— Passage to read —
In addition to all of the other problems they face, the majority of people receiving chemotherapy or radiation therapy for their cancer suffer from severe fatigue. This fatigue is most often ignored.
But it is not enough simply to prolong life. It is important that life also be enjoyable. The good news? You don’t have to choose. Those things that improve quality of life may also improve survival.
If you have cancer fatigue, here are four steps to optimize energy that I recommend to the people I treat.
1. Optimized nutritional support.
Choose a multivitamin/mineral supplement that supplies the vitamins, minerals, and energy cofactors that the diet should be supplying (except the calories) at optimal levels, with the exception of iron and essential oils.
Some doctors advise people with cancer not to take nutritional supplements. The rationalization? That antioxidants might decrease the effectiveness of chemotherapy and radiation (which are oxidative). Although this concern is not unreasonable, research suggests that nutritional support improves outcomes while decreasing chemotherapy toxicity. In addition, nausea caused by chemo and increased metabolic needs from the cancer can leave people dramatically malnourished.

— Saved entries —
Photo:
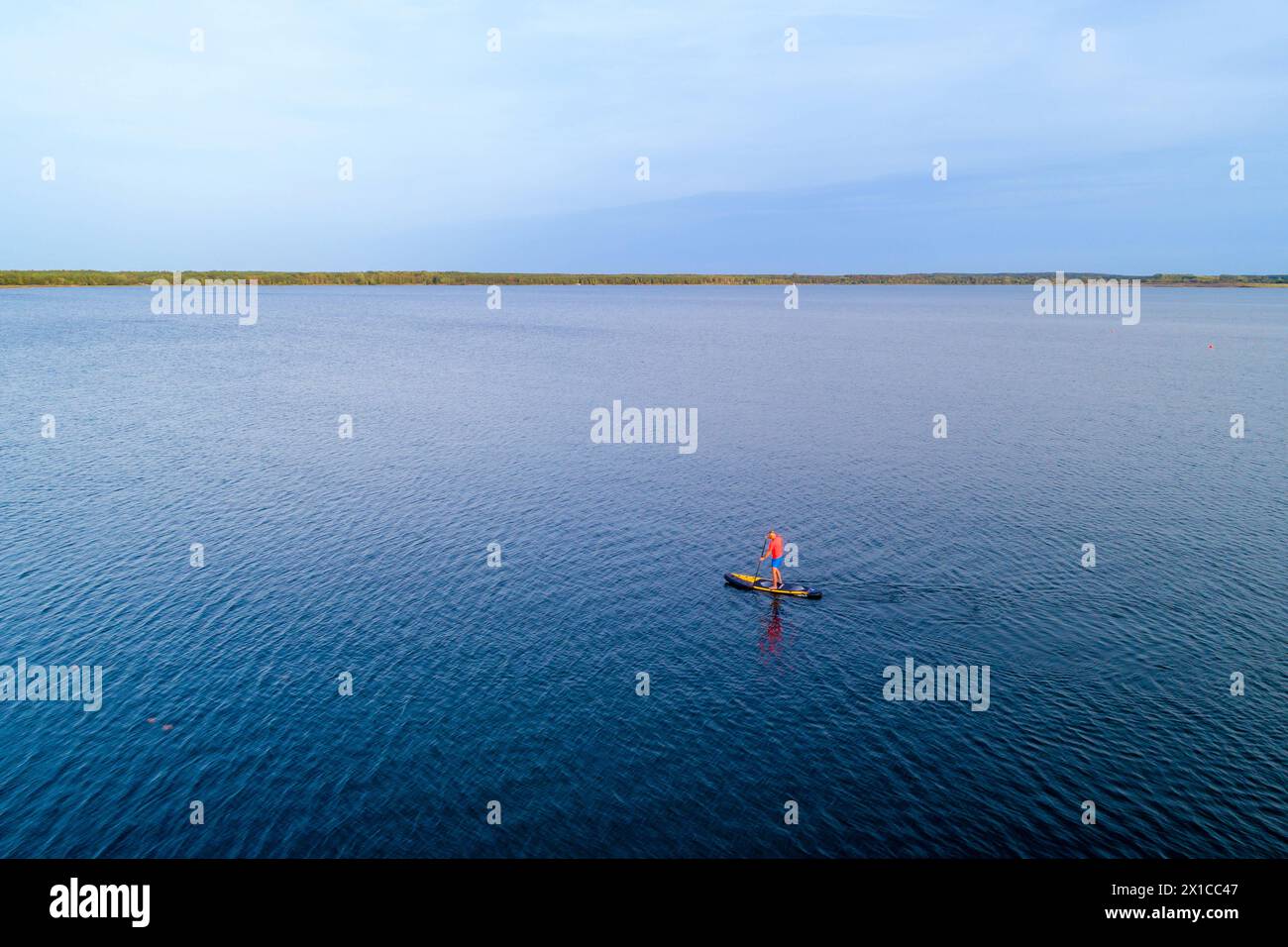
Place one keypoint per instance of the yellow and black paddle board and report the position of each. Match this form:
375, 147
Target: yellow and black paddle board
761, 583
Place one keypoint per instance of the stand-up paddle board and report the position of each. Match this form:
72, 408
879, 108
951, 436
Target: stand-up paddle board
761, 583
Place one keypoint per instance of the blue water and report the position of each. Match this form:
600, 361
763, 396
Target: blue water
516, 684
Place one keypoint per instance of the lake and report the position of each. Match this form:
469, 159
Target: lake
326, 557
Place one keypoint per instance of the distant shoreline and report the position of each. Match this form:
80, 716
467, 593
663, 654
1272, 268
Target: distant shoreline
55, 278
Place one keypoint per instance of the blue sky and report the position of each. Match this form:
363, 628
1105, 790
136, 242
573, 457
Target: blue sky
760, 159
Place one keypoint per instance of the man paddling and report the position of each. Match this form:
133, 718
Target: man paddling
774, 553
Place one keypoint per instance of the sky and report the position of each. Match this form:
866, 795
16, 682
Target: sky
759, 158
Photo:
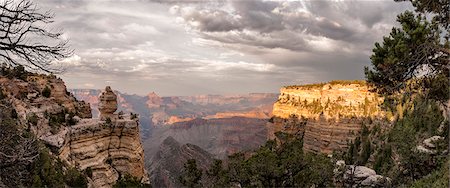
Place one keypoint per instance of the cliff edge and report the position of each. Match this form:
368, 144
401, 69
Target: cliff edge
328, 115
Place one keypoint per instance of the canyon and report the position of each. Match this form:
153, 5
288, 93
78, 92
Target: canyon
328, 115
109, 147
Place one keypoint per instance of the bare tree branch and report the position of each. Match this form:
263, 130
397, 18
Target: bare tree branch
25, 41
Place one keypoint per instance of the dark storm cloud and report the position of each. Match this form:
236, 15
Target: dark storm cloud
343, 21
184, 47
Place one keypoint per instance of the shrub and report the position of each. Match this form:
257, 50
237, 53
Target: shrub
46, 92
33, 119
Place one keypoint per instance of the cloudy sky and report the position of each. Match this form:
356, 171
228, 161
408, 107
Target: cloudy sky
183, 47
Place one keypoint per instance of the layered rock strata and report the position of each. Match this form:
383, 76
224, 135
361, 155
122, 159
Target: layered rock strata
108, 149
328, 115
108, 104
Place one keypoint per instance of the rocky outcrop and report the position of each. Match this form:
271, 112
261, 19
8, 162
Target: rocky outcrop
329, 115
155, 110
108, 148
220, 137
169, 161
107, 104
429, 145
358, 176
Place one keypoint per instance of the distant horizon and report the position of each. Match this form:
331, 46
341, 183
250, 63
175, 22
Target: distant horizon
201, 94
218, 47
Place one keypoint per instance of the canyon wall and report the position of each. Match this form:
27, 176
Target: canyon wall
329, 115
108, 147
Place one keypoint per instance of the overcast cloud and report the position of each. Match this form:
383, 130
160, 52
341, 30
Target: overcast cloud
218, 47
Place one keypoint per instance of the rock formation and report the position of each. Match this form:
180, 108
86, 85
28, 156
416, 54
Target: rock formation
107, 104
169, 161
358, 176
329, 115
220, 137
108, 148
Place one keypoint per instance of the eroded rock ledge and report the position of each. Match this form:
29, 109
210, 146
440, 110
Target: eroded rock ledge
107, 147
329, 115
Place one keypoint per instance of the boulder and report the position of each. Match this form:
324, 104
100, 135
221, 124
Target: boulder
429, 142
376, 181
107, 104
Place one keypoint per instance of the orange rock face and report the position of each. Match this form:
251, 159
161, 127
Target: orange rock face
332, 113
108, 103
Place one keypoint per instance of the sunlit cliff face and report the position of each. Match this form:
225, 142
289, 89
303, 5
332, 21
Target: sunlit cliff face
328, 100
218, 47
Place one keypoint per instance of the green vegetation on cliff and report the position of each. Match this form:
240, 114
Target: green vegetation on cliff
25, 161
272, 165
333, 82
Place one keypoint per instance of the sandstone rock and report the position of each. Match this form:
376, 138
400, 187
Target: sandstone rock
359, 172
56, 140
376, 181
108, 104
429, 142
329, 115
168, 162
358, 176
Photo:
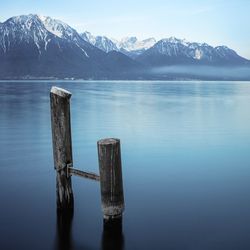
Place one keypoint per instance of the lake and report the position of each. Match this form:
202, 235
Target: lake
185, 150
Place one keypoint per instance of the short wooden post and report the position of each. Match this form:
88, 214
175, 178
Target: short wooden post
110, 167
62, 148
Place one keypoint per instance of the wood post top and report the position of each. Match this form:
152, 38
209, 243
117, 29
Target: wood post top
60, 92
108, 141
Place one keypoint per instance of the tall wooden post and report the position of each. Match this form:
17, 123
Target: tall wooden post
62, 147
110, 167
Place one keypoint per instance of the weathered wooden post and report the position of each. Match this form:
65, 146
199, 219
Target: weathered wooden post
110, 167
62, 148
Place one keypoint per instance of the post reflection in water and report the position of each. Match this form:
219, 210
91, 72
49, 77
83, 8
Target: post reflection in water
64, 230
112, 236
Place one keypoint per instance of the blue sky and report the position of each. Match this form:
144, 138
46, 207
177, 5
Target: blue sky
216, 22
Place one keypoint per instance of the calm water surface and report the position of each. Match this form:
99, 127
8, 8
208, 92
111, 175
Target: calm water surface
186, 165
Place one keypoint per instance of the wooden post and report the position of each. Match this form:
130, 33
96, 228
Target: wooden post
62, 148
110, 167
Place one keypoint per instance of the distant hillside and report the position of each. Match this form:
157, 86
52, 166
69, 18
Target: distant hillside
33, 46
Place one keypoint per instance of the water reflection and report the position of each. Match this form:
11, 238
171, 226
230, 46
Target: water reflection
64, 230
112, 236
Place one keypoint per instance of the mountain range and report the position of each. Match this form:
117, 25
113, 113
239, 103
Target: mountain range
33, 46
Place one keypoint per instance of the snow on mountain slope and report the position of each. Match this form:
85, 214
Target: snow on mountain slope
173, 50
40, 30
132, 43
101, 42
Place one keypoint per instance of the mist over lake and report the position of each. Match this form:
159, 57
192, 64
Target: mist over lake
185, 154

— Exercise 1 —
In the passage on cancer fatigue, why do some doctors advise people with cancer not to take nutritional supplements?
— Exercise 2 —
According to the passage on cancer fatigue, how many steps to optimize energy are recommended?
— Exercise 3 —
From the passage on cancer fatigue, output the part that opens with the words containing "But it is not" and closes with "people I treat.".

— Written answer 1 —
They worry that antioxidants might make chemotherapy and radiation less effective, since those treatments are oxidative.

— Written answer 2 —
Four.

— Written answer 3 —
But it is not enough simply to prolong life. It is important that life also be enjoyable. The good news? You don’t have to choose. Those things that improve quality of life may also improve survival.
If you have cancer fatigue, here are four steps to optimize energy that I recommend to the people I treat.